__Work required__: Turn the rows below, from the line containing "like [1215, 196]." through the last line of the rows, into a Markdown table with columns No. and Line. Skip blank lines and number each remaining line in order.

__Source records__:
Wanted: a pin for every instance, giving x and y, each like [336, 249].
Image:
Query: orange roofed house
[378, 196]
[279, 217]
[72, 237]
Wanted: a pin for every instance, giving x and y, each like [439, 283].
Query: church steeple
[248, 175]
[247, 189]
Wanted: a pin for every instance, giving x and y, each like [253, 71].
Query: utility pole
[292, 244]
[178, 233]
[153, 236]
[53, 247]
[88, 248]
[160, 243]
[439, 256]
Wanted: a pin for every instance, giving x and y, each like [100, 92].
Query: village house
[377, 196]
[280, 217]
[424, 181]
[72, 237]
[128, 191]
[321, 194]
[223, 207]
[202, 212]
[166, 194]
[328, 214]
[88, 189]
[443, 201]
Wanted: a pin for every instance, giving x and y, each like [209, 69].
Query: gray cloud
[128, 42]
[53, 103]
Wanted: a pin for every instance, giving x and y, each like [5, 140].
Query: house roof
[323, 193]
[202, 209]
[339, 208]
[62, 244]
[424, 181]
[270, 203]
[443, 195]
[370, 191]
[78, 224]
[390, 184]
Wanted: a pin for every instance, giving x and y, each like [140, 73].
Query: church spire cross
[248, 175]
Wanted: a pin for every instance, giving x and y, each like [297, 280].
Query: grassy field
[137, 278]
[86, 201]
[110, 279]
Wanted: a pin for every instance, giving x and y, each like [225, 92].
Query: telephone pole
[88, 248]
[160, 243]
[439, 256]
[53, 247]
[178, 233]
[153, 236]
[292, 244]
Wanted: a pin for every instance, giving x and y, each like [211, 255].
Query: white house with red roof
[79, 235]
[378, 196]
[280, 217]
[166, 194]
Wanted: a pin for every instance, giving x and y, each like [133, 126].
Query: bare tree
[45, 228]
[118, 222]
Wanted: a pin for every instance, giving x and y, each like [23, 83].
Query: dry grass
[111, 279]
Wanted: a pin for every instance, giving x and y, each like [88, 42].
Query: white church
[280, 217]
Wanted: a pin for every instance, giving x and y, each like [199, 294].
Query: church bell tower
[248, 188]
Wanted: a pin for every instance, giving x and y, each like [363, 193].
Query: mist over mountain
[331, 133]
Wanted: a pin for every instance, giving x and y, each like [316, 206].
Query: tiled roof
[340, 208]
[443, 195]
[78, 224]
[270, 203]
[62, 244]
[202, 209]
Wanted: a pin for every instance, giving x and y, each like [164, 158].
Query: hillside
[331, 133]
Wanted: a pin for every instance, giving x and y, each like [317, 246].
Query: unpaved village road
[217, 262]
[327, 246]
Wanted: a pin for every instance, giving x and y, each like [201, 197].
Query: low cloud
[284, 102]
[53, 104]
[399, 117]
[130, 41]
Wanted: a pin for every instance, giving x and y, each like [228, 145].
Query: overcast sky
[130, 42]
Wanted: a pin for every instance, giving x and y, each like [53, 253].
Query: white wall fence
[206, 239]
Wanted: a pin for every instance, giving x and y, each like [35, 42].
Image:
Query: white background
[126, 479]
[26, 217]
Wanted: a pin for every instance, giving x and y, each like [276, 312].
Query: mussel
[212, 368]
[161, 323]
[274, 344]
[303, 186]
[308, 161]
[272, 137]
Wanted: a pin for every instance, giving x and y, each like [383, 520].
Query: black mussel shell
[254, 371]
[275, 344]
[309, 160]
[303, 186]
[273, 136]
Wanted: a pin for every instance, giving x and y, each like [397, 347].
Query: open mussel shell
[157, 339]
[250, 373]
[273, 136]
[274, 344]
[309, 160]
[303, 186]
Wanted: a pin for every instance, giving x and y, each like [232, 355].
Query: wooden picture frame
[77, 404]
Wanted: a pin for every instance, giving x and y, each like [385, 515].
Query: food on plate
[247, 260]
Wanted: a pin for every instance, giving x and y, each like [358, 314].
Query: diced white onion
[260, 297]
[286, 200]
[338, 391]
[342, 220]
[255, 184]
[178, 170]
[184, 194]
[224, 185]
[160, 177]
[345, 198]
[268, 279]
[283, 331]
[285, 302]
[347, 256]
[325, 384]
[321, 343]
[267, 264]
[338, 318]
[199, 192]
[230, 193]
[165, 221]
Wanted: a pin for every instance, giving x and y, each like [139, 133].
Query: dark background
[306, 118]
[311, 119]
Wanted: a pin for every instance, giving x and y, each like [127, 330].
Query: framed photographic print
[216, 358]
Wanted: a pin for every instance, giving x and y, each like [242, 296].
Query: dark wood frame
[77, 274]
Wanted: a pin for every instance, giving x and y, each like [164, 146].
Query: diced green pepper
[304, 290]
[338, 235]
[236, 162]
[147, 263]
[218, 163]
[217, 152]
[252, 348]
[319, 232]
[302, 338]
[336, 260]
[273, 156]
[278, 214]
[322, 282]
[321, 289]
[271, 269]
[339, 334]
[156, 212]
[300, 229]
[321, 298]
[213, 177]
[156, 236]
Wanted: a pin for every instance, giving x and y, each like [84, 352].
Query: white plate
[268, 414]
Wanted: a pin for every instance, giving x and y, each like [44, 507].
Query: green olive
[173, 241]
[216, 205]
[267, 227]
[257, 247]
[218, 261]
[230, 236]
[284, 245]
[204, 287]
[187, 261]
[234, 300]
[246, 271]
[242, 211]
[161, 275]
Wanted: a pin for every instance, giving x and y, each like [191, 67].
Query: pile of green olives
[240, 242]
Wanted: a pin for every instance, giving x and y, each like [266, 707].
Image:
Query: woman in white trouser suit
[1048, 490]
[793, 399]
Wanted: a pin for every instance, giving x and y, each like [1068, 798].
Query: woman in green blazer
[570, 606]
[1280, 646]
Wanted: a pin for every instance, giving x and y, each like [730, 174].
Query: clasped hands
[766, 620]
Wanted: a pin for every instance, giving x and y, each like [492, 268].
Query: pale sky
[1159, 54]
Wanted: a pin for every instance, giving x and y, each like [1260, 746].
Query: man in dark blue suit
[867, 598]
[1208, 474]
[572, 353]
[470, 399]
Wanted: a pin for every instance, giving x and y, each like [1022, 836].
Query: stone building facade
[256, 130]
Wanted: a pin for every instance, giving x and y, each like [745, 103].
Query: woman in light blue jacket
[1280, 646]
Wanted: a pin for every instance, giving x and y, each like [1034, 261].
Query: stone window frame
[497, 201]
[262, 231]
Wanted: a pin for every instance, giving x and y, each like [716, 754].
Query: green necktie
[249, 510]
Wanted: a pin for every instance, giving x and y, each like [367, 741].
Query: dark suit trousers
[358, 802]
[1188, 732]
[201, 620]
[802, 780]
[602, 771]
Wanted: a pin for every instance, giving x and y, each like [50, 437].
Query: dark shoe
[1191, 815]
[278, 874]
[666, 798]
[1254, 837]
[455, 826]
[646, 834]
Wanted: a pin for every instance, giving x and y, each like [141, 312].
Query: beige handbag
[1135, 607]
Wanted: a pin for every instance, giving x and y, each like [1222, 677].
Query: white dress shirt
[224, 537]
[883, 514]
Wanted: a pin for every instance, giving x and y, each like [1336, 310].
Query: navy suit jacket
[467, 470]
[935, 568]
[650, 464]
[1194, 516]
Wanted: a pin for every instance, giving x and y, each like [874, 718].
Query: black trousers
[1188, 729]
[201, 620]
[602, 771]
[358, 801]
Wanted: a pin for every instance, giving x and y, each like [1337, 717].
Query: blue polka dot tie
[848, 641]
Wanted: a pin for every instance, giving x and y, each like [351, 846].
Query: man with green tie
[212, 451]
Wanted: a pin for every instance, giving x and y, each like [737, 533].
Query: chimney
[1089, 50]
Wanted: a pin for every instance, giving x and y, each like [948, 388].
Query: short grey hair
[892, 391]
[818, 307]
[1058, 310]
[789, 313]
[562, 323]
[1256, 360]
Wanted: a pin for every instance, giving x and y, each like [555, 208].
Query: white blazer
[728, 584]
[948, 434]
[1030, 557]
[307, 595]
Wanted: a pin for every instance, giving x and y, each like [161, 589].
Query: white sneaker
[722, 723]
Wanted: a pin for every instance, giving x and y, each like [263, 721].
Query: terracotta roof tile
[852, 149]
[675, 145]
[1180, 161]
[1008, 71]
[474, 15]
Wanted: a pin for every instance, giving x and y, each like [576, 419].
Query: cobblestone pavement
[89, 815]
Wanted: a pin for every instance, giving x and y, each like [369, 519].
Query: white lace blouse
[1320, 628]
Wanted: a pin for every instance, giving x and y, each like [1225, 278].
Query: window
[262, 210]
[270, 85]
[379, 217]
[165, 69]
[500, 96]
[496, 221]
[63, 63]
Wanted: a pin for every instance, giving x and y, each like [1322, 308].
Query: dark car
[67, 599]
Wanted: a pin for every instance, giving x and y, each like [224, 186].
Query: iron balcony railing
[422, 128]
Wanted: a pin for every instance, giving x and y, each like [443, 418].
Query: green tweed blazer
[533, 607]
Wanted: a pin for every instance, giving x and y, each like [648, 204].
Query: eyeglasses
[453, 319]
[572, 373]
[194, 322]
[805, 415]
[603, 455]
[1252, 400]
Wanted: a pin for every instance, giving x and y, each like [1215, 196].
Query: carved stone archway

__The response__:
| No. | Line |
|---|---|
| 1 | Wanted: a pin for every instance, giving x and y, each like [1215, 196]. |
| 2 | Query: carved stone archway |